→ Text segment:
I check the two outer terminals - they are closed. The two inner terminals are 3.7k, but the wiring diagram I have shows that is the correct value.

The diagram shows this has 3 coils - "booster coil", "secondary coil", and "holding coil". How can I check them?

There isn't an easy access panel in the back, but I may be able to peek through a small hole in the back to see what the burner is doing.

Thanks!


----------



## thefixer56 (Feb 23, 2014)

Holding coil should read around 1365 ohms, booster coil 560 ohms and secondary coil 1220 ohms. Probably ok though as you said you did get flame at one point. These coils can read ok and function ok initially yet still fail after burner is on. Common for them to be intermittent. Interesting that your wiring diagram shows 3.7k for the bias heater. Here is link to parts manual with wiring schematic showing 2.95k

ftp://ftp.electrolux-na.com/prodinfo_pdf/webster/95361069.pdf


----------



## digitalplumber (Jul 8, 2011)

I bet its the 2 little black coils under that tie wrap. Mine have failed 2 times on a Maytag causing it to no heat. I forget their name.


----------



## kristok (Apr 2, 2014)

Just to wrap this up, it was the coils. Not sure exactly which one as we replaced both of them. They must have just been starting to go, because their resistance measured OK, but after the burner was on for a few minutes they would give out.


----------

→ Required work:
• a. Answer these questions about the forum thread:
(i) What resistance did the original poster measure across the two inner terminals?
(ii) What reading does thefixer56 give for the holding coil?
(iii) On what brand of appliance did digitalplumber's coils fail twice?
• b. Format as a numbered list, with blank lines left out, the part of the entries that opens with their first line and closes with the line containing "76 89 L 78 87".

→ Raw data:
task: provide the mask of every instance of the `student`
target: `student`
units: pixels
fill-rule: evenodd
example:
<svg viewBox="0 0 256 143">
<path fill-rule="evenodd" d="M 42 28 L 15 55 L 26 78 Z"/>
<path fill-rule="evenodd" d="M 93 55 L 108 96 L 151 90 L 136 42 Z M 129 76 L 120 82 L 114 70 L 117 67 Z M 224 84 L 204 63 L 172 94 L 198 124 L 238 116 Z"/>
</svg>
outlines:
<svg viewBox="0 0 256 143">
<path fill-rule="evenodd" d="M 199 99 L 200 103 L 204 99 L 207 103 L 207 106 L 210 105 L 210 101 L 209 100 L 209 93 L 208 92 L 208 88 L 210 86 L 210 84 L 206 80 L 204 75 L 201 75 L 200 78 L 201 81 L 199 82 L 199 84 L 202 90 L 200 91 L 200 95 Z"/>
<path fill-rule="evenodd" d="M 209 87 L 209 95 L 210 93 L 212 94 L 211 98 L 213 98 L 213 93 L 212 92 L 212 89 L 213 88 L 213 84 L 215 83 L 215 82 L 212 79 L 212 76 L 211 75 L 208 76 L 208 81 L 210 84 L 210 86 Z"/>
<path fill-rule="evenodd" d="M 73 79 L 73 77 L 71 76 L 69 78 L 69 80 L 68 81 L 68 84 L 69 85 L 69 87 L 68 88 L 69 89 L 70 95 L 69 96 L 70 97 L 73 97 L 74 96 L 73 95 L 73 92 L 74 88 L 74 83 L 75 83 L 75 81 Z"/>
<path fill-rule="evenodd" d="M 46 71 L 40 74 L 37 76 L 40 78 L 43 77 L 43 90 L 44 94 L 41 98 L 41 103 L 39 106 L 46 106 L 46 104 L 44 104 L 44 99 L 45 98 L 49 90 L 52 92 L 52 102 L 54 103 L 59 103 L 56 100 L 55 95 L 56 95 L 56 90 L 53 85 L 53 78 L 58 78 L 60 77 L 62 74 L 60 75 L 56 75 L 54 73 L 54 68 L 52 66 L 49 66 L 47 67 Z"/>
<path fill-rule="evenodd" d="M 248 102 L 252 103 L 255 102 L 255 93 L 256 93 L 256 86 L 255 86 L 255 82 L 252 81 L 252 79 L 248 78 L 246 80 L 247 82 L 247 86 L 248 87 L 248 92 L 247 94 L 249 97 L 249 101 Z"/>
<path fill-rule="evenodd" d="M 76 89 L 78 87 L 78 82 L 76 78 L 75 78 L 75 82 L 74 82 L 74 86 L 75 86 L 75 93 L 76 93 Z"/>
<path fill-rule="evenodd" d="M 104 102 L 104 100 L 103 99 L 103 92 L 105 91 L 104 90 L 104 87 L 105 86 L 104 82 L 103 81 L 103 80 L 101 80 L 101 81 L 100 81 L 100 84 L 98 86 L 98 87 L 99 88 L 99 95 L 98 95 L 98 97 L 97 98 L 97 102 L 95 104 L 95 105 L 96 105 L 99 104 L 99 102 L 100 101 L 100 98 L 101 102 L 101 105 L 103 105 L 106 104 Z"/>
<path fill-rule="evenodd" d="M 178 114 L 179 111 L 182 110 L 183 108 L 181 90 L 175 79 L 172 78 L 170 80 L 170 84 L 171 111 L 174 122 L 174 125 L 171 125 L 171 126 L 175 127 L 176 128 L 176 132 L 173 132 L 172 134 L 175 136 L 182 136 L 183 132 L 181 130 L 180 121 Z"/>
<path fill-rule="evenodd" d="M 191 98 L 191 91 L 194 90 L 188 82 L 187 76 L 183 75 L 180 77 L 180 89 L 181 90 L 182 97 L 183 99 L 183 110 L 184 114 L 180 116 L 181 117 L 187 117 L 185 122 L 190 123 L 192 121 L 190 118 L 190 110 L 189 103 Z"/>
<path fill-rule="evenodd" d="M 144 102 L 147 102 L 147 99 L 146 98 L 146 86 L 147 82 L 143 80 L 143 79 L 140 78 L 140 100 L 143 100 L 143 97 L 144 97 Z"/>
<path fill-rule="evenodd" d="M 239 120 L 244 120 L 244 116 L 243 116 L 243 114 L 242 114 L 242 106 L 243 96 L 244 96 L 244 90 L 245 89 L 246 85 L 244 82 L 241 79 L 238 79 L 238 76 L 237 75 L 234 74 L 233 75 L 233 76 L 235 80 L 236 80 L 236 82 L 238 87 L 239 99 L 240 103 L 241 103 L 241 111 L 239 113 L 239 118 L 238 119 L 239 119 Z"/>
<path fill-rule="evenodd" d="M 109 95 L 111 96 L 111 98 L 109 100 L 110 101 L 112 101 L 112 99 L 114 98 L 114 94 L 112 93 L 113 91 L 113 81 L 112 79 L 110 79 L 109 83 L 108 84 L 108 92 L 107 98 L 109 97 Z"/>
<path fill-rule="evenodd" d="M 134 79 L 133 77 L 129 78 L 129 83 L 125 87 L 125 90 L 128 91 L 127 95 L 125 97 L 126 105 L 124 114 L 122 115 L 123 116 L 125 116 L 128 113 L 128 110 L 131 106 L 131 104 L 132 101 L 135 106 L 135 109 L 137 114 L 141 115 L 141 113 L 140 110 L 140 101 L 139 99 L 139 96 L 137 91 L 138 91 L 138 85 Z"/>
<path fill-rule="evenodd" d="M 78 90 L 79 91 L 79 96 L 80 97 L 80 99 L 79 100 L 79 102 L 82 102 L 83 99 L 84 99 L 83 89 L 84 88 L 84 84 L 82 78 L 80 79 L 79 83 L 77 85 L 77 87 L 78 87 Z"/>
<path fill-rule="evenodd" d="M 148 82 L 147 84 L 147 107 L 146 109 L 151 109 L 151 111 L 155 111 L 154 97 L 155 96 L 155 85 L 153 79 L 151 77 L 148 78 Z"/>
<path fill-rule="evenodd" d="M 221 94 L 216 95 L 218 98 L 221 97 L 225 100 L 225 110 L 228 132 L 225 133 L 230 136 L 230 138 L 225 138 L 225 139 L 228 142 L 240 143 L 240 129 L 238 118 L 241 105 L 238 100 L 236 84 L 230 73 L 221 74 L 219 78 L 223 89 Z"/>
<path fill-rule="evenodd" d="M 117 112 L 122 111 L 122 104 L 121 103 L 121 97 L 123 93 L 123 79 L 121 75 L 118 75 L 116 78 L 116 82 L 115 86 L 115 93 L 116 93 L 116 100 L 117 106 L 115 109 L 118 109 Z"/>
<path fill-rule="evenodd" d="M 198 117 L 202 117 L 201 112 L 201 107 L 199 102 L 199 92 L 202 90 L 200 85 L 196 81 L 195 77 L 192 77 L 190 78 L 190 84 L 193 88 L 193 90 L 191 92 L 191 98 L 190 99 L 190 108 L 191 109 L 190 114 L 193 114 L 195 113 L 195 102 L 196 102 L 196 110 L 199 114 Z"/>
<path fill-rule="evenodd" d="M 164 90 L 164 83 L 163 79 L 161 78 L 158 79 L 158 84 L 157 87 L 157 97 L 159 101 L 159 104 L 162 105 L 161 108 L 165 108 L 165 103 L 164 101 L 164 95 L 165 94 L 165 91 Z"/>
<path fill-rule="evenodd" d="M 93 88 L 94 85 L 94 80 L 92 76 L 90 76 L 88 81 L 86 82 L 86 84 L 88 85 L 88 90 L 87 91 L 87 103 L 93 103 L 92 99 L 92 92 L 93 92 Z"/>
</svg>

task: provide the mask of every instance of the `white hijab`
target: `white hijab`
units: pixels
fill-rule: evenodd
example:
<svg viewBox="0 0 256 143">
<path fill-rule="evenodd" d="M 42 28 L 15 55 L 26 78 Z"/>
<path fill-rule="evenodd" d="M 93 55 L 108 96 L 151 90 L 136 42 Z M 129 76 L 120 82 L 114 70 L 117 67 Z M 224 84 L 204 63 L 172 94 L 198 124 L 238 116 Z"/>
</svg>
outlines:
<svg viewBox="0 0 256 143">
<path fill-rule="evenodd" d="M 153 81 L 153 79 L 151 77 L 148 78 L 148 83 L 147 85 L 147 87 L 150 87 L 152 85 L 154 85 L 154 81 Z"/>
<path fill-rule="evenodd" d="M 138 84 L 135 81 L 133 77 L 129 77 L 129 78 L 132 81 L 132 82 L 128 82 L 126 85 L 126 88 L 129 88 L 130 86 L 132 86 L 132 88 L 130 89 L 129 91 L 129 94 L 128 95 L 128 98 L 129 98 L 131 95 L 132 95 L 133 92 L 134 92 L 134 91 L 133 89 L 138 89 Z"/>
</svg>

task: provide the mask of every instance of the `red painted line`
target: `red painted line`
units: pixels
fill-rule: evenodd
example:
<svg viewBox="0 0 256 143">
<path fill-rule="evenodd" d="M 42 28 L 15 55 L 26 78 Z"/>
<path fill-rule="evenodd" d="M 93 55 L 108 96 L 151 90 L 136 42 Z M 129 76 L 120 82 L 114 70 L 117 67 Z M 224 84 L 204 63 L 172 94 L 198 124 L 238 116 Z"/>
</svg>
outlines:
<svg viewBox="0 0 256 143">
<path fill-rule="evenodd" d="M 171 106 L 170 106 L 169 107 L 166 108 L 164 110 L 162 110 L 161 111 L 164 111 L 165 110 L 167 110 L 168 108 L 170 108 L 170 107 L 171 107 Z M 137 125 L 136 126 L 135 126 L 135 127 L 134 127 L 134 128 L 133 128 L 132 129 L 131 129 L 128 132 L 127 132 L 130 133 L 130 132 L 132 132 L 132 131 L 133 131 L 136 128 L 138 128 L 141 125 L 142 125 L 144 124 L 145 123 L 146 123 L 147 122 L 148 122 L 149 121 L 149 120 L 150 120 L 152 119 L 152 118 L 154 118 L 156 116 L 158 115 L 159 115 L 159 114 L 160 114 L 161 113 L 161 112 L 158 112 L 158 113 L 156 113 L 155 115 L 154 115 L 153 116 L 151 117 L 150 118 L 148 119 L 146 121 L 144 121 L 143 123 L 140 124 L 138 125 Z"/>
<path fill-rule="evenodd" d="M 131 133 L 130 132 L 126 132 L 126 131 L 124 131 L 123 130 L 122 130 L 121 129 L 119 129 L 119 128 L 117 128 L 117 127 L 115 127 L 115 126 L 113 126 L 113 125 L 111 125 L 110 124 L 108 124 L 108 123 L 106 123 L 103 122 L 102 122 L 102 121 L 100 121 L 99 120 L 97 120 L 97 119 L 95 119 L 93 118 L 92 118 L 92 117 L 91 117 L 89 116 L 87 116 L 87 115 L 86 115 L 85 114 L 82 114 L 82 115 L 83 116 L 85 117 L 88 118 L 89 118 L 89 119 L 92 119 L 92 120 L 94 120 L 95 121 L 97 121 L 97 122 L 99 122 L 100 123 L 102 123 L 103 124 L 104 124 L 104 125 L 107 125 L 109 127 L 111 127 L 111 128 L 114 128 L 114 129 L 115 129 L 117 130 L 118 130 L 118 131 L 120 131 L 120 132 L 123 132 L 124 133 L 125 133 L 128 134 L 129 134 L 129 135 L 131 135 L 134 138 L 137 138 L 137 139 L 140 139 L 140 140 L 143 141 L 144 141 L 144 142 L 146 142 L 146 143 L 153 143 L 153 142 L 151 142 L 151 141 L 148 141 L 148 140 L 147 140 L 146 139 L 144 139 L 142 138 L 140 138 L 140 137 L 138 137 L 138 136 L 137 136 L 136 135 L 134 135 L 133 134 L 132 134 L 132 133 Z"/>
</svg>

→ Expected results:
• a.
(i) 3.7k
(ii) Around 1365 ohms
(iii) A Maytag

• b.
1. task: provide the mask of every instance of the `student`
2. target: `student`
3. units: pixels
4. fill-rule: evenodd
5. example:
6. <svg viewBox="0 0 256 143">
7. <path fill-rule="evenodd" d="M 42 28 L 15 55 L 26 78 Z"/>
8. <path fill-rule="evenodd" d="M 93 55 L 108 96 L 151 90 L 136 42 Z M 129 76 L 120 82 L 114 70 L 117 67 Z M 224 84 L 204 63 L 172 94 L 198 124 L 238 116 Z"/>
9. </svg>
10. outlines:
11. <svg viewBox="0 0 256 143">
12. <path fill-rule="evenodd" d="M 199 99 L 200 103 L 204 99 L 207 103 L 207 106 L 210 105 L 210 101 L 209 100 L 209 93 L 208 92 L 208 88 L 210 86 L 210 84 L 206 80 L 204 75 L 201 75 L 200 78 L 201 81 L 199 82 L 199 84 L 202 90 L 200 91 L 200 95 Z"/>
13. <path fill-rule="evenodd" d="M 209 87 L 209 95 L 210 93 L 212 94 L 211 98 L 213 98 L 213 93 L 212 92 L 212 89 L 213 88 L 213 84 L 215 83 L 215 82 L 212 79 L 212 76 L 211 75 L 208 76 L 208 81 L 210 84 L 210 86 Z"/>
14. <path fill-rule="evenodd" d="M 73 79 L 73 77 L 71 76 L 69 78 L 69 80 L 68 81 L 68 84 L 69 85 L 69 87 L 68 88 L 69 89 L 70 95 L 69 96 L 70 97 L 73 97 L 74 96 L 73 95 L 73 92 L 74 88 L 74 83 L 75 83 L 75 81 Z"/>
15. <path fill-rule="evenodd" d="M 46 71 L 40 74 L 37 76 L 40 78 L 43 77 L 43 90 L 44 94 L 41 98 L 41 103 L 39 106 L 46 106 L 46 104 L 44 104 L 44 99 L 45 98 L 49 90 L 52 92 L 52 102 L 54 103 L 59 103 L 56 100 L 55 95 L 56 95 L 56 90 L 53 85 L 53 78 L 58 78 L 60 77 L 62 74 L 60 75 L 56 75 L 54 73 L 54 68 L 52 66 L 49 66 L 47 67 Z"/>
16. <path fill-rule="evenodd" d="M 248 102 L 252 103 L 255 102 L 255 93 L 256 93 L 256 86 L 255 86 L 255 82 L 252 81 L 252 79 L 248 78 L 246 80 L 247 82 L 247 86 L 248 87 L 248 92 L 247 94 L 249 97 L 249 101 Z"/>
17. <path fill-rule="evenodd" d="M 76 89 L 78 87 L 78 82 L 76 78 L 75 78 L 75 82 L 74 82 L 74 86 L 75 86 L 75 93 L 76 93 Z"/>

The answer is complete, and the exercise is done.